* Supplied material *
○ ○ ○ ○ ○

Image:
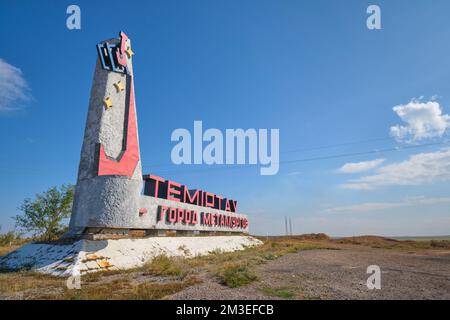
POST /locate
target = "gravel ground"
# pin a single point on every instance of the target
(339, 274)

○ ○ ○ ○ ○

* Request *
Pictures are excluded; output everything else in the data verbatim.

* Result of the task *
Image:
POST /locate
target = "gravel ground"
# pin a single point on every instance of the target
(339, 274)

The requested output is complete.